Problem details
Drop the pictures from the entries below, then reproduce the rest exactly.

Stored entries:
★ ★ ★ ★

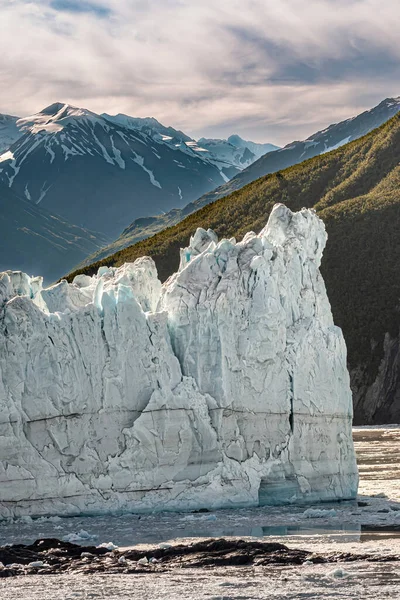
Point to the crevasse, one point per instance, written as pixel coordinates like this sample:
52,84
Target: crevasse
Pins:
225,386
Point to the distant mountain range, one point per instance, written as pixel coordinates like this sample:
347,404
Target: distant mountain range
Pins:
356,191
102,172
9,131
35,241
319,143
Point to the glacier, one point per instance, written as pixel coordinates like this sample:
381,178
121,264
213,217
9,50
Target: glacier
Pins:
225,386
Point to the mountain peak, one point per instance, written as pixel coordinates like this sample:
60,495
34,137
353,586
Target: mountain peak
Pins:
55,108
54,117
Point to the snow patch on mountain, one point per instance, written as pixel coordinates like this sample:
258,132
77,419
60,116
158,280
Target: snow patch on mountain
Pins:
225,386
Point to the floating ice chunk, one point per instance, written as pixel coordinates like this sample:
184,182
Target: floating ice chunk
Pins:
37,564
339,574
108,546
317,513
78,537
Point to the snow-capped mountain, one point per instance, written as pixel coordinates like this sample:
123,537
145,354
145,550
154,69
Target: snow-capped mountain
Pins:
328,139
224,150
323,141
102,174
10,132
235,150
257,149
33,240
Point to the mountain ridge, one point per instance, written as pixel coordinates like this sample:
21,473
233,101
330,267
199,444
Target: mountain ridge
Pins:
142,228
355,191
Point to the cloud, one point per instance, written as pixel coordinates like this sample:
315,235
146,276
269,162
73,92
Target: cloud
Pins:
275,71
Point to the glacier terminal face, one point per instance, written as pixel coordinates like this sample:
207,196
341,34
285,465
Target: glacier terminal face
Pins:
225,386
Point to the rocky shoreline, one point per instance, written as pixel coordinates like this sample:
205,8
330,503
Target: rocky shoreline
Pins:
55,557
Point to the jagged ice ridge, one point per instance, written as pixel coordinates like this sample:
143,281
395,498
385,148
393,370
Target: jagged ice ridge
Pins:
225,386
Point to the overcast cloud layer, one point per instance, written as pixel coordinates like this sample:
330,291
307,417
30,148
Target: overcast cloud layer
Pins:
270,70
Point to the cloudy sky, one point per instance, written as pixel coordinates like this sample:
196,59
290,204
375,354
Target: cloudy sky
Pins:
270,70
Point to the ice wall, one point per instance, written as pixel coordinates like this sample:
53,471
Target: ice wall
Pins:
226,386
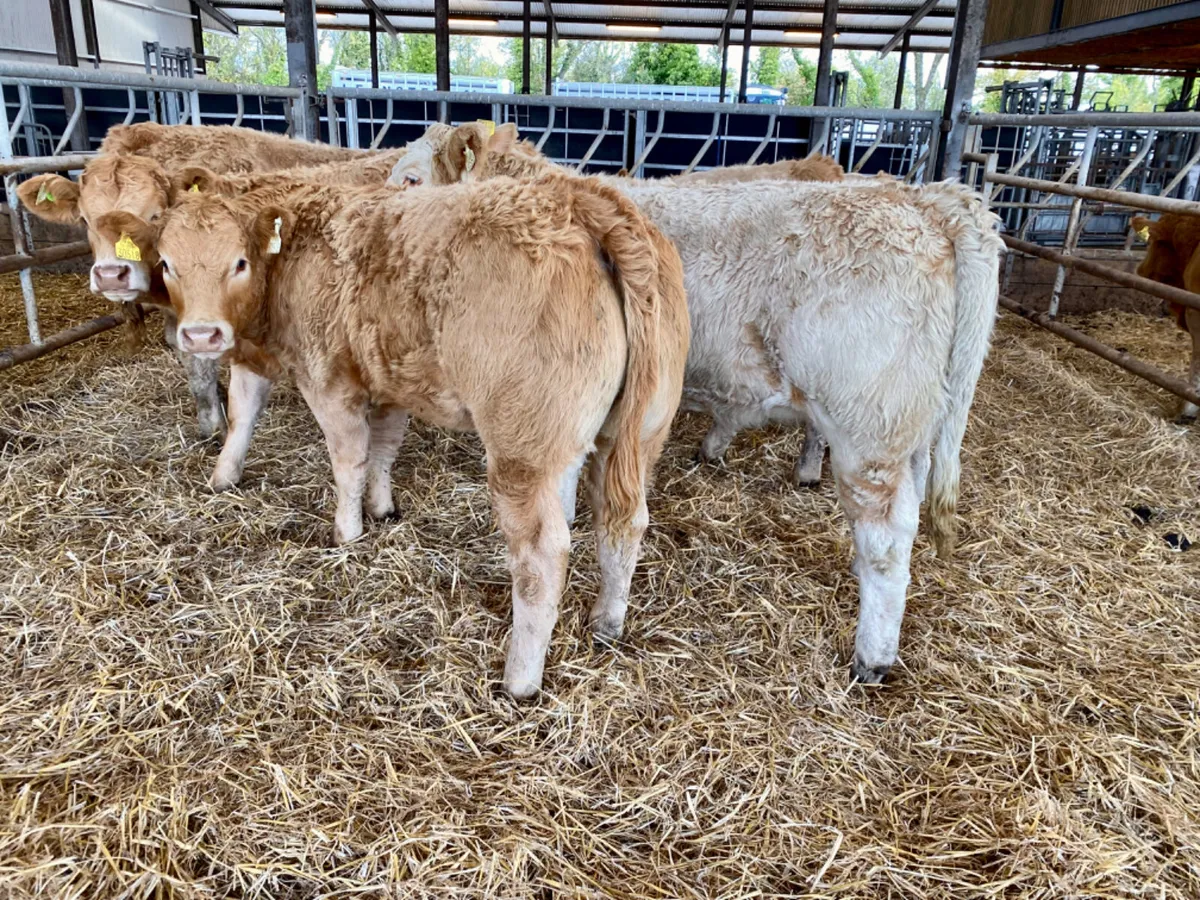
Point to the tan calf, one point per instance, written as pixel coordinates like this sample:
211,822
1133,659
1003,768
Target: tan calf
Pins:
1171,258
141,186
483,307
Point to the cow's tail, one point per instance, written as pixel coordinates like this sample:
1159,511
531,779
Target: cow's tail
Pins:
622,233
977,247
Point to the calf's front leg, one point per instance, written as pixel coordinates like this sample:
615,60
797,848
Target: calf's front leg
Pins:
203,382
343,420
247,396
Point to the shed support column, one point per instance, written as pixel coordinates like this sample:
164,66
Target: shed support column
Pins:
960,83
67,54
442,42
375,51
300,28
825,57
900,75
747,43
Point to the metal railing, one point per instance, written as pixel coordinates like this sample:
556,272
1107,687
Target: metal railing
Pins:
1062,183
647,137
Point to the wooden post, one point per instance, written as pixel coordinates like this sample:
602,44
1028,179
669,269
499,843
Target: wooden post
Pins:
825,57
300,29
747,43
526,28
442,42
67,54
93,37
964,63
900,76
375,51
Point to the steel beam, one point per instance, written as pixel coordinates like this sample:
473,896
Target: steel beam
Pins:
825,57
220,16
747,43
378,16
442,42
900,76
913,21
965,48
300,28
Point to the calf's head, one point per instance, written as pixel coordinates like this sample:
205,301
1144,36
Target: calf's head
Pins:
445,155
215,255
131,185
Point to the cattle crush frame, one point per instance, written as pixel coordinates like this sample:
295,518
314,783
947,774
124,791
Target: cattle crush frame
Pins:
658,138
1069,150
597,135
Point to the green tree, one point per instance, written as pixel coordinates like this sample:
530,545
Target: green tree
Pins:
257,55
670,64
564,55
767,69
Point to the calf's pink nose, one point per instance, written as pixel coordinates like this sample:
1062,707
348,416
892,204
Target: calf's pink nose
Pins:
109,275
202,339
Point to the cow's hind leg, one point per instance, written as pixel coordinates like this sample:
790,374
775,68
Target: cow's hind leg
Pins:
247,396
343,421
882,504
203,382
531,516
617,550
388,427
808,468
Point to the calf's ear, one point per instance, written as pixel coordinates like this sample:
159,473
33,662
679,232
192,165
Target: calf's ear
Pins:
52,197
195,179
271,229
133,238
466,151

★ ★ ★ ★

Exercise response
Point to the crevasse, one point per instance, written as pixel coordinates like this sample:
52,84
Target: crevasse
Pins:
225,386
Point to the distant mountain range, one point per instance, written as pixel coordinates like this sample:
347,404
Target: distant mountain range
Pins:
356,191
102,172
9,131
35,241
319,143
Point to the glacier, one point per instance, written as pixel coordinates like this sample:
381,178
121,264
213,217
9,50
Target: glacier
Pins:
225,386
Point to the mountain peak, one point per instance, written as pixel coordinates like this sample:
60,495
34,137
353,586
Target: mountain peak
Pins:
55,108
54,117
Point to the snow patch on mountain, one point per instance, written as pixel coordinates like this sample:
258,132
77,419
60,116
158,280
Target: snow patch on mountain
Pins:
225,386
Point to the floating ice chunk, one point per instance, written as pixel coordinates like this sample:
184,182
Target: floating ice chunk
Pins:
37,564
339,574
108,546
317,513
78,537
Point to the snow-capped mountain, one point per instance, written as pixel coordinates like this sample:
123,537
145,354
145,550
154,69
Target: snow-capped mountain
Pins:
328,139
224,150
323,141
102,174
10,132
235,150
257,149
33,240
Point to the mountain ridge, one point per instance, written as pixel coordinates like this sample:
21,473
233,101
330,267
199,444
Target: mountain ridge
Pins:
142,228
355,191
Point to the cloud, one point per instance, written as pixel coordinates like this sample:
315,235
146,276
269,162
73,92
Target: cloud
Pins:
275,71
Point to the glacier terminal face, one point per instance, written as pixel coordinates like this sample:
207,196
341,34
285,465
Target: glacier terminal face
Pins:
225,386
Point to the rocky shoreline, one point per instance, written as pixel coordinates like this sample:
205,8
330,503
Target: rocky shoreline
Pins:
55,557
Point to the jagged ice ridge, one point per instance, written as pixel coordinates like this sample:
143,281
395,498
385,148
393,370
Target: jagged ice ridge
Pins:
225,386
Point to the overcast cloud layer, one point per instance, written as pixel coordinates like this sample:
330,291
307,417
30,148
Target: overcast cloud layer
Pins:
270,70
Point to the cloudy sky, one point per instance, written as pixel coordinates like this sample:
196,59
290,204
375,354
Target: cloudy sky
Pins:
270,70
Point to the ice wall, one point per instance, written as pixel coordinates like this sample:
53,471
Target: ice wall
Pins:
226,386
Point to the tan calf, one point per instance, written as pixel coordinates like this sample:
211,822
1133,659
1003,768
Target: tan calf
Pins:
1171,258
141,186
483,307
Point to the cow's tail, one point per instance, written as pixel coordinates like this sample:
1159,511
531,779
Target: cow's tail
Pins:
622,233
977,247
Point to the calf's front leg, one point per instance, written as pixel coordinates like this sample:
615,60
797,848
Target: calf's front leg
Pins:
203,382
343,420
247,396
Point to the shed support column, one point per instance, written as pixel coordinates like this sample:
164,66
Target: shed support column
Pins:
960,83
67,54
442,42
375,51
300,28
825,57
900,75
747,43
Point to the metal railing, one point per instance, written as pixel coordinates like this sample:
556,272
1107,687
Target: metal railing
Pins:
1062,183
647,137
Point to the wooden post, one point per instance, written as pixel coordinates like this sample:
602,44
1028,179
669,269
499,843
Target: wooden post
Pins:
825,57
300,29
747,43
526,28
442,42
67,54
93,37
964,63
900,76
375,51
Point to the steel beam, one point per instance, written as pixel coordinates like this sample:
473,896
Target: steel beam
Pins:
825,57
220,16
747,43
378,16
442,42
900,76
913,21
965,48
300,28
Point to the calf's head, one point per instance, written as pixel coordinates like this sample:
205,301
1144,36
Target: calf's head
Pins:
445,155
215,255
131,185
Point to the cattle crush frame, one point per instance, written as pixel coordinates like this sample:
295,518
314,783
947,774
124,791
Target: cattle crush frame
Pins:
658,138
1069,150
597,135
Point to the green tree, one point per instance, written as pixel coordinates like this sample:
530,545
Target: green tree
Pins:
257,55
670,64
564,55
767,69
Point to the calf's pink nose, one point per instance, written as pixel coordinates like this sample:
1062,707
348,416
892,204
Target: calf's pink nose
Pins:
109,275
202,339
Point to the cow's hind leg, one point per instance, written as pixel coordinates like this sample:
790,374
775,68
Target: cow's hind leg
Pins:
247,396
343,421
882,504
203,382
531,516
617,550
388,427
808,468
Point to the calf's ear, one point per instance, written as pixel coordinates like this sample:
159,473
33,662
679,232
192,165
Target: calf's ear
Pins:
52,197
195,179
271,229
133,238
466,151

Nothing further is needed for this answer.